» Énoncé écrit
Citez à l'identique le passage du texte ci-dessous sur la Constitution de 1958, en partant de « Ironie de l’histoire » et en poursuivant jusqu'à « notre modèle politique. ».

» Passage affiché
==============================
Ironie de l’histoire ! L’année 2024 restera dans les livres scolaires comme ayant célébré le record de longévité de notre texte constitutionnel puis une crise politique d’ampleur à remettre en cause le bien fondé de son maintien. Si le calendrier est capricieux et que nous aimerions paisiblement souffler cette soixante-sixième bougie, l’impasse politique dans laquelle nous sommes nous invite à questionner la pertinence de notre modèle politique.

Comme toute création de l’esprit humain, la constitution de 1958 fût créée dans un but précis. Les concepteurs de la Ve République en poursuivaient principalement trois. De Gaulle, son principal instigateur, les résumait ainsi :

« Pour ce qui est de la V république, son esprit procède de la nécessité d’assurer aux pouvoirs publics l’efficacité, la stabilité et la responsabilité dont ils manquaient organiquement sous la IV république ».

La mise à l’écart de ces trois objectifs nous permet ainsi de confronter la création aux réalités de notre vie politique. Parce que la constitution n’est rien d’autre qu’un objet, mettre face à face l’ambition poursuivie par la création et ses résultats nous permettra d’évaluer la pertinence de son maintien.

Concilier « efficacité » et « stabilité ».
==============================
» Données d'entrée
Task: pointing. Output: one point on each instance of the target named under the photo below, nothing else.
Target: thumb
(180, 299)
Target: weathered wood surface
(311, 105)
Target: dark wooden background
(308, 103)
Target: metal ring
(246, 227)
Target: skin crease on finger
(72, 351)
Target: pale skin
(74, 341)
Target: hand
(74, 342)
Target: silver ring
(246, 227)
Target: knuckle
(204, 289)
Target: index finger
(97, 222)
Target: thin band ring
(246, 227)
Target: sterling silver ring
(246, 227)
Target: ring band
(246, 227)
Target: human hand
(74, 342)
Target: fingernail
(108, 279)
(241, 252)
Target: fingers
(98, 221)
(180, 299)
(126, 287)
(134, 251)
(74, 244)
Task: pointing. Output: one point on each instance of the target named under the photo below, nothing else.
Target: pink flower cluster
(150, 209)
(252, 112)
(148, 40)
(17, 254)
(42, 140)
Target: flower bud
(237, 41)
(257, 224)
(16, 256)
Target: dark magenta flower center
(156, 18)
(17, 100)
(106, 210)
==============================
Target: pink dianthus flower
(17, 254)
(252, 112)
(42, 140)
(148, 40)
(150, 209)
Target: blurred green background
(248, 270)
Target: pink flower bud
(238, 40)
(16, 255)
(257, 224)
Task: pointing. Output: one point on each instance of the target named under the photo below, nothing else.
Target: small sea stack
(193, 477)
==============================
» Résultat
Ironie de l’histoire ! L’année 2024 restera dans les livres scolaires comme ayant célébré le record de longévité de notre texte constitutionnel puis une crise politique d’ampleur à remettre en cause le bien fondé de son maintien. Si le calendrier est capricieux et que nous aimerions paisiblement souffler cette soixante-sixième bougie, l’impasse politique dans laquelle nous sommes nous invite à questionner la pertinence de notre modèle politique.